Extrait choisi |
De cette opération, je retiens plusieurs enseignements.

D'abord, l'importance pour Barkhane de développer la plus grande agilité tactique et interarmées, au sol et dans les airs ; la vitesse et la surprise, gages de supériorité ; et l'efficacité du caractère multi milieux de nos opérations, qui permet de synchroniser les différents effets que nous sommes capables de produire.

Ensuite, la complémentarité des avantages entre partenaires, à travers la combinaison de nos capacités cinétiques et technologiques avec la mobilité et la connaissance de terrain des armées sahéliennes : nos soldats ont pu vérifier sur le terrain que ce partenariat de combat était loin d'être à sens unique.

Enfin, le surcroît de force morale et de confiance au sein des forces partenaires, en particulier nigériennes, qui ouvre la voie à une réponse intégrée nationale pérenne.

Il nous faut reproduire cette dynamique avec nos autres partenaires. Les récents combats que nous avons menés avec les FAMa près de Boulikessi, dans le Gourma, à l'intensité égale de ceux d'Afghanistan, prouvent qu'eux aussi y sont prêts.

En parallèle, nous avons poursuivi notre effort visant à harmoniser les plans de campagne de chacun des pays du G5 Sahel, l'interopérabilité de leurs forces armées, bref, à garantir la cohérence opérative des efforts militaires au Sahel. Le Mali est un bon exemple de ce défi, puisque le pays réunit cinq forces : les FAMa, Barkhane, la MINUSMA, la mission de formation de l'Union européenne au Mali (EUTM) et la force conjointe du G5. Ces entités sont complémentaires et leur action permet à Barkhane de concentrer ses moyens sur ses objectifs opératifs.

Face à l'immensité des défis et sans cette complémentarité, je serais sans cesse sollicité au-delà de mes moyens. C'est donc une fonction importante et souvent méconnue de Barkhane que d'entraîner d'autres acteurs et de mettre en cohérence les différentes actions. Prenons l'exemple du maillage territorial de postes militaires avancés : pour les reconstruire, il faut que les intéressés établissent le besoin et les spécifications, que l'Union européenne trouve les financements, que la MINUSMA se charge des travaux et que Barkhane s'assure de la meilleure coordination de ceux-ci avec les opérations. Pour ce faire, nous nous appuyons sur notre réseau partenarial, composé d'éléments insérés dans les états-majors ou dans les unités de nos alliés, et que nous venons encore de densifier. Cette intégration nous est permise par une relation ancienne et de confiance avec des partenaires qui reconnaissent notre compétence et notre fidélité.

Après la sahélisation, le second aspect est l'européanisation qui est, en quelque sorte, le levier qui permet de démultiplier les effets produits par nos partenaires sahéliens, et, comme l'a récemment souligné votre commission, le témoignage du partage du fardeau.

En voici deux exemples importants.

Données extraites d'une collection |
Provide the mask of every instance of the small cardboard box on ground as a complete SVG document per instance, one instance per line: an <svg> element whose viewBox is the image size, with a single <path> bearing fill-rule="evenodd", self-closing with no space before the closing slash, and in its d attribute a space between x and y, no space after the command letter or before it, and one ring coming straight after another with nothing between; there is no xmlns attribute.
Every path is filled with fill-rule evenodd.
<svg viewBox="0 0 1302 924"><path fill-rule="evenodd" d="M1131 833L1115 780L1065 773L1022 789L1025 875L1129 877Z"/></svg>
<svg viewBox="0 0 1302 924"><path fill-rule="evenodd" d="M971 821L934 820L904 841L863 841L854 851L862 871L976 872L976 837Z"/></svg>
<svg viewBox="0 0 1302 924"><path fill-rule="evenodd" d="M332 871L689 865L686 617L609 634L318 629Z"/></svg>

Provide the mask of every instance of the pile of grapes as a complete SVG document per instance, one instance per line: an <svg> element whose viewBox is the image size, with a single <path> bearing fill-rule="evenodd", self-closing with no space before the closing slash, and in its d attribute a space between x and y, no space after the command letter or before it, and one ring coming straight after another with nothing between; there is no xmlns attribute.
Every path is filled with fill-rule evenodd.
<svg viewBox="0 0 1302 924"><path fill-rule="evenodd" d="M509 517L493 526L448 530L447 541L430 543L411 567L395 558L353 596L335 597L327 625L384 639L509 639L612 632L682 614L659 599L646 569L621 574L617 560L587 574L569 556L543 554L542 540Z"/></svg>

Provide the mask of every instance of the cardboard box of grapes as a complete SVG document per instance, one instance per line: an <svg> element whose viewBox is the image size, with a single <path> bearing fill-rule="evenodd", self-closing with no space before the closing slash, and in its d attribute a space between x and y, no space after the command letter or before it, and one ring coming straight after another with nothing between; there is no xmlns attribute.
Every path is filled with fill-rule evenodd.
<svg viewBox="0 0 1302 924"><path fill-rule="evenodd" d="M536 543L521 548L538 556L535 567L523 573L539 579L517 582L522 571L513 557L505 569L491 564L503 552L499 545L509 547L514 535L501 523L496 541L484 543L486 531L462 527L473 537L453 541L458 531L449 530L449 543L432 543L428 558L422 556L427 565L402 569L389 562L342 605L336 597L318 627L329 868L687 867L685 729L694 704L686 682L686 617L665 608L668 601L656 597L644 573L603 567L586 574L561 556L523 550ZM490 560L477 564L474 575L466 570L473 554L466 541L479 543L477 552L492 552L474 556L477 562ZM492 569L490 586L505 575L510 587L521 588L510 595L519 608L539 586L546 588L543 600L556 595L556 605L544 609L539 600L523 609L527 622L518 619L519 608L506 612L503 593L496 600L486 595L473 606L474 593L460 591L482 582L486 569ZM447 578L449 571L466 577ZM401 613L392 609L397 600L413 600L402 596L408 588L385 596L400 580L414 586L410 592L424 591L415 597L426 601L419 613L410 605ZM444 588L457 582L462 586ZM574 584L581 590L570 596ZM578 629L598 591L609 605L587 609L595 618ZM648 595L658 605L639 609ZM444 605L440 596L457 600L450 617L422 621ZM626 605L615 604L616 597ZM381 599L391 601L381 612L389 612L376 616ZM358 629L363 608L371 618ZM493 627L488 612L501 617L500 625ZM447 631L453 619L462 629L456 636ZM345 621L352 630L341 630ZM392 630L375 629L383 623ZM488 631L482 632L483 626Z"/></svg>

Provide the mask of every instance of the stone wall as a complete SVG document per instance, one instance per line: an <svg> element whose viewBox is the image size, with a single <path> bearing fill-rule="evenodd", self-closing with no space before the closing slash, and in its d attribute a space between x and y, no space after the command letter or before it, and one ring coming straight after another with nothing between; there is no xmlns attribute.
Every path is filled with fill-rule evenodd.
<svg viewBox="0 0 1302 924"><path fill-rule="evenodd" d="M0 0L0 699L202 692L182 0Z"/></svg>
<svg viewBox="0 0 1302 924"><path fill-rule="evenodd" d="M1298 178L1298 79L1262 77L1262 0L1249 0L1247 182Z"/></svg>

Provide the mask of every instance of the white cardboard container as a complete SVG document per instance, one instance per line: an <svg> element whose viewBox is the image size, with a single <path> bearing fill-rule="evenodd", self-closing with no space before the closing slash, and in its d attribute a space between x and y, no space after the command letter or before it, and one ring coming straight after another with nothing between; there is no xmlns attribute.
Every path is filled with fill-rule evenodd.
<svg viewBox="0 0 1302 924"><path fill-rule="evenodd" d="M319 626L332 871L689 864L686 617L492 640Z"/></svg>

Objectif | Poursuivez l'extrait sur l'opération Barkhane au Sahel en reprenant juste après sa dernière phrase.

Réponse correcte |
Le premier task group de Takuba, composé de Français, d'Estoniens, et jumelé avec une unité malienne, a été engagé dans Bourrasque dans des zones difficiles du Liptako et a donné entière satisfaction. Il préfigure le modèle qui sera suivi au début de l'année prochaine par les contingents tchèque, suédois et italien. Ceux-ci donneront à Takuba son volume critique. Mais nous aurons besoin encore d'un à deux task groups, ainsi que de capacités rares essentielles.

Complémentaires à l'action de Barkhane, les missions de l'Union européenne au Sahel contribuent à renforcer les capacités de nos partenaires. C'est le cas d'EUTM qui, par ses actions de conseil, de formation, voire d'entraînement participe à la montée en puissance des armées sahéliennes et de la force conjointe du G5. Parce que les FAMa restent le centre de gravité de notre campagne au Sahel, EUTM doit toujours y consacrer l'essentiel de ses efforts.

Je dois aussi citer l'apport essentiel des hélicoptères danois et britanniques, totalement intégrés dans la force Barkhane.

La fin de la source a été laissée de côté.